- Task to complete
Copy out all of the lines below word for word, but leave the pictures out.

- Record extracts
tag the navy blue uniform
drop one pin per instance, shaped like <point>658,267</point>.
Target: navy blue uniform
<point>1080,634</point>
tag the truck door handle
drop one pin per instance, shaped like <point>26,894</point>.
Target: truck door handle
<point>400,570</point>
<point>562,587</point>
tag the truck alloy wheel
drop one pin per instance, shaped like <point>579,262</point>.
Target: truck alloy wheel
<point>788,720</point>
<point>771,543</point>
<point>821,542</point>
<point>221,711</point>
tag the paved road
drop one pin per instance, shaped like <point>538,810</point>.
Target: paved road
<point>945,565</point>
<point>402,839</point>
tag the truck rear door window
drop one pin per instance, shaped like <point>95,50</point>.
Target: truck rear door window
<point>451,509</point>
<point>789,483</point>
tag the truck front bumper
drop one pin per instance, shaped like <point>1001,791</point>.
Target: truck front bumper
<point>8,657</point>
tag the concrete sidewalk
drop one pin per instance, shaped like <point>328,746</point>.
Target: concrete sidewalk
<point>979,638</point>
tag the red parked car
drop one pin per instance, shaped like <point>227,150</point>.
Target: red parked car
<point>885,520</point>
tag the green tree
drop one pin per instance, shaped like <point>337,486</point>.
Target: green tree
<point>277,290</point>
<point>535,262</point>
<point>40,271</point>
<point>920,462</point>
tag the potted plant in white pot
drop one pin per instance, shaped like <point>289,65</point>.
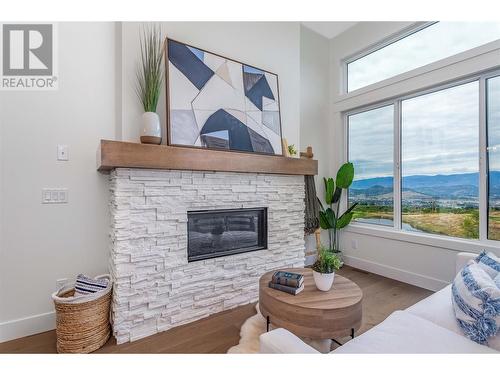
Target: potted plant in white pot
<point>149,81</point>
<point>324,268</point>
<point>330,218</point>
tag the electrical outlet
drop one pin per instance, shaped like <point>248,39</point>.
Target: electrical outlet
<point>54,195</point>
<point>62,152</point>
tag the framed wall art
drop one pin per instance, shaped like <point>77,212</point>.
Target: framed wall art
<point>219,103</point>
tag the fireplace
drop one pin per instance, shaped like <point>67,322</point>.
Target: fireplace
<point>216,233</point>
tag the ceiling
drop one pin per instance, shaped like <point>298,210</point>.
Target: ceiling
<point>329,29</point>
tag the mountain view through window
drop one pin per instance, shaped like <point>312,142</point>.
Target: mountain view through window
<point>439,163</point>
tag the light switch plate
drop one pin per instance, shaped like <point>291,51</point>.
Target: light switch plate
<point>50,196</point>
<point>62,152</point>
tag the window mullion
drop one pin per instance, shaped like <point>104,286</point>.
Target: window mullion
<point>397,165</point>
<point>483,165</point>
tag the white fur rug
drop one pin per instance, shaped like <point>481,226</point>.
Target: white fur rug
<point>256,326</point>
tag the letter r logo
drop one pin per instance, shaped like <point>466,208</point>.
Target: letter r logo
<point>27,50</point>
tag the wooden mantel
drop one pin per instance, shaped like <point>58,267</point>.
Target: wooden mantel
<point>116,154</point>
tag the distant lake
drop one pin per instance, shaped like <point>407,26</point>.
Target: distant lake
<point>387,223</point>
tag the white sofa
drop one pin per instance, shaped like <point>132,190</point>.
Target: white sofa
<point>429,326</point>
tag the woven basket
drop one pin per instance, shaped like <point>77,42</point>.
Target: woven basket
<point>82,322</point>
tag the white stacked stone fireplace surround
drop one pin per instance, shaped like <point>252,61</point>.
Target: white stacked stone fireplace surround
<point>155,288</point>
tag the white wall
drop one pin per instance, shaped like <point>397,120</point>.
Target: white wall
<point>273,46</point>
<point>42,243</point>
<point>315,109</point>
<point>407,258</point>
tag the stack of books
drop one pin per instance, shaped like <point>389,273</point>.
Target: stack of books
<point>288,282</point>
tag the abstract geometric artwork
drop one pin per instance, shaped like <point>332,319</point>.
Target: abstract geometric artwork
<point>218,103</point>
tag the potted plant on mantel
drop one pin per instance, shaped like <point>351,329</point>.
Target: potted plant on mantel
<point>324,268</point>
<point>330,218</point>
<point>149,81</point>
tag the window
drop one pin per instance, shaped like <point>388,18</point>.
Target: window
<point>371,151</point>
<point>493,123</point>
<point>432,43</point>
<point>440,162</point>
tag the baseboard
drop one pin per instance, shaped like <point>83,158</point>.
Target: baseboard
<point>405,276</point>
<point>30,325</point>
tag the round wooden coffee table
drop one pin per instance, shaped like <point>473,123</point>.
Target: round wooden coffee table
<point>312,313</point>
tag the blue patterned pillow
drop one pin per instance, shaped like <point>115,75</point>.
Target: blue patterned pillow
<point>86,285</point>
<point>490,263</point>
<point>476,301</point>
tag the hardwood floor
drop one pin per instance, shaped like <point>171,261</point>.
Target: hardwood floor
<point>217,333</point>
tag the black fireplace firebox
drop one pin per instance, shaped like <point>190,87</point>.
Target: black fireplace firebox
<point>216,233</point>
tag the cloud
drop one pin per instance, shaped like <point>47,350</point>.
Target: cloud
<point>440,134</point>
<point>431,44</point>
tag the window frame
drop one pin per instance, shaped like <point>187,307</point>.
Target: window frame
<point>412,29</point>
<point>396,231</point>
<point>480,52</point>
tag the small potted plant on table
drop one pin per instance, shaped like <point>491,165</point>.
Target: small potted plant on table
<point>324,268</point>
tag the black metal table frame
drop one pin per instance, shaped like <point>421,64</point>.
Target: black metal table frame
<point>268,323</point>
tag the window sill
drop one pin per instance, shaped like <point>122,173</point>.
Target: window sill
<point>451,243</point>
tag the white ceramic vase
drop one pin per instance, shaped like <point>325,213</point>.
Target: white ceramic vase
<point>323,281</point>
<point>150,129</point>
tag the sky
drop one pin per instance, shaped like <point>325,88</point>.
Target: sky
<point>439,134</point>
<point>433,43</point>
<point>440,131</point>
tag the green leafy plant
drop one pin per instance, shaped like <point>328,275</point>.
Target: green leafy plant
<point>326,262</point>
<point>330,217</point>
<point>150,70</point>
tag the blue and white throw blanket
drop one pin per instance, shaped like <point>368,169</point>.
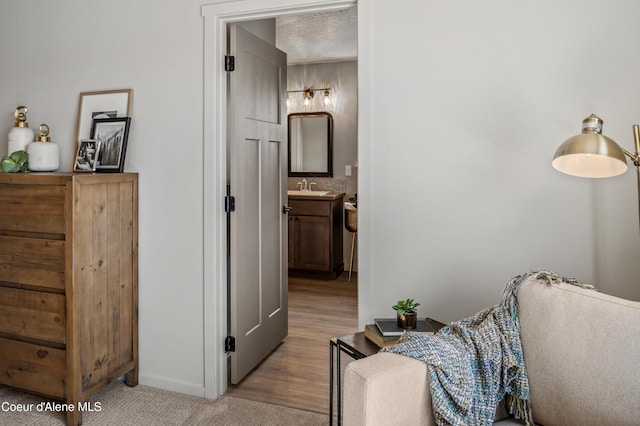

- Final answer
tag the navy blue uniform
drop one pin per instance, shaped like <point>658,267</point>.
Target: navy blue uniform
<point>1080,634</point>
tag the truck door handle
drop one pin per instance, shaped like <point>26,894</point>.
Target: truck door handle
<point>400,570</point>
<point>562,587</point>
tag the truck alloy wheel
drop one pin per instance, shaped like <point>579,262</point>.
Target: truck alloy wheel
<point>788,720</point>
<point>771,543</point>
<point>821,542</point>
<point>221,711</point>
tag the paved road
drop one pin per instance, shaped like <point>538,810</point>.
Target: paved road
<point>945,565</point>
<point>402,839</point>
tag the truck rear door window
drop one pin per instance, shaped like <point>95,50</point>.
Target: truck rear door window
<point>451,509</point>
<point>789,483</point>
tag the truck front bumper
drop one pin per instance, shaped like <point>1001,791</point>.
Target: truck front bumper
<point>8,657</point>
tag the concrete sidewalk
drop one pin per instance, shaped like <point>328,746</point>.
Target: concrete sidewalk
<point>979,638</point>
tag the red parked car
drop one pin per instance, shaped like <point>227,150</point>.
Target: red parked car
<point>885,520</point>
tag the green tree
drop one pin per instance, shaped like <point>337,486</point>.
Target: green tree
<point>277,290</point>
<point>535,262</point>
<point>40,271</point>
<point>920,462</point>
tag the potted plant in white pot
drop one pin per instance, shaped like <point>289,65</point>.
Target: potted plant in white pot
<point>149,81</point>
<point>324,268</point>
<point>330,218</point>
tag the electrical outlet
drop one pin per instance, shaped like <point>248,39</point>.
Target: electrical outlet
<point>54,195</point>
<point>62,152</point>
tag the framed wall art
drop one pin per instance, shaped like <point>77,212</point>.
Target: framed wall art
<point>219,103</point>
tag the fireplace
drop one pin per instance, shaped like <point>67,322</point>.
Target: fireplace
<point>216,233</point>
tag the ceiling
drop one pin per instance, shaped like <point>298,210</point>.
Target: ceiling
<point>329,29</point>
tag the mountain view through window
drop one pin per instance, shaped like <point>312,142</point>.
Target: mountain view through window
<point>439,163</point>
tag the light switch plate
drop one pin per instance, shaped like <point>291,51</point>.
Target: light switch plate
<point>50,196</point>
<point>62,152</point>
tag the window mullion
drop one pin per instance, shaped like <point>104,286</point>.
Target: window mullion
<point>397,165</point>
<point>483,165</point>
tag the white fur rug
drop one pin per instance, shaped like <point>481,226</point>.
Target: white fur rug
<point>256,326</point>
tag the letter r logo
drop one pin per instance, shaped like <point>466,208</point>.
Target: letter r logo
<point>27,50</point>
tag the wooden mantel
drop one pin per instance, shaped like <point>58,267</point>.
Target: wooden mantel
<point>116,154</point>
tag the distant lake
drop one pin per instance, shaped like <point>407,26</point>.
Target: distant lake
<point>387,223</point>
tag the white sofa
drop one pin per instance, shaped like <point>132,190</point>.
Target: white sofa
<point>429,326</point>
tag the woven basket
drop one pin per instance, shaped like <point>77,42</point>.
Target: woven basket
<point>82,322</point>
tag the white stacked stone fireplace surround
drop one pin per instance, shaped like <point>252,61</point>.
Target: white stacked stone fireplace surround
<point>155,288</point>
tag the white wall
drop one pin per instance, shaped like <point>397,120</point>.
Target: white wall
<point>273,46</point>
<point>42,243</point>
<point>315,109</point>
<point>407,258</point>
tag the stack of books
drop one pin per instance, shaped like <point>389,273</point>.
Target: stack of books
<point>288,282</point>
tag the abstract geometric artwork
drop one pin per instance, shaped like <point>332,319</point>.
Target: abstract geometric artwork
<point>218,103</point>
tag the potted plant on mantel
drop one pin per instance, shaped like <point>351,329</point>.
Target: potted plant on mantel
<point>324,268</point>
<point>330,218</point>
<point>149,81</point>
tag the window
drop one pin per instance, shaped like <point>388,18</point>.
Target: window
<point>371,151</point>
<point>493,123</point>
<point>432,43</point>
<point>440,162</point>
tag the baseboard
drop one pin per instance, shaped like <point>83,158</point>.
Target: baseboard
<point>405,276</point>
<point>30,325</point>
tag the round wooden coffee table
drop one pin per instance, shaped like <point>473,123</point>.
Target: round wooden coffee table
<point>312,313</point>
tag the blue patterned pillow
drop one pin per instance, shaped like <point>115,75</point>.
Target: blue patterned pillow
<point>86,285</point>
<point>490,263</point>
<point>476,301</point>
tag the hardwood floor
drop one pin per instance, shaped like <point>171,261</point>.
Target: hardwood floor
<point>217,333</point>
tag the black fireplace firebox
drop one pin per instance, shaped like <point>190,87</point>.
Target: black fireplace firebox
<point>216,233</point>
tag the cloud
drop one pin per instance, shaped like <point>47,350</point>.
Target: cloud
<point>440,134</point>
<point>431,44</point>
tag the window frame
drop one pin per instance, shaped like <point>187,307</point>.
Target: window frame
<point>412,29</point>
<point>396,231</point>
<point>480,52</point>
tag the small potted plant on table
drop one pin per instance, shaped like <point>491,165</point>.
Target: small potted plant on table
<point>324,268</point>
tag the black metal table frame
drop one pin per instance, shaped like <point>421,64</point>.
Target: black metal table frame
<point>268,323</point>
tag the window sill
drop one pin per instance, shaped like <point>122,173</point>.
Target: window sill
<point>451,243</point>
tag the white ceramic vase
drop one pin per instance, shaped like <point>325,213</point>.
Target: white ceramic vase
<point>323,281</point>
<point>150,129</point>
tag the sky
drop one pin per instance, shaped like <point>325,88</point>.
Target: sky
<point>439,134</point>
<point>433,43</point>
<point>440,131</point>
tag the green leafy plant
drop one pin per instance, shaped like <point>328,275</point>.
Target: green leafy plant
<point>326,262</point>
<point>330,217</point>
<point>150,70</point>
tag the blue and white throw blanket
drop one pin per instance, shaped like <point>368,169</point>.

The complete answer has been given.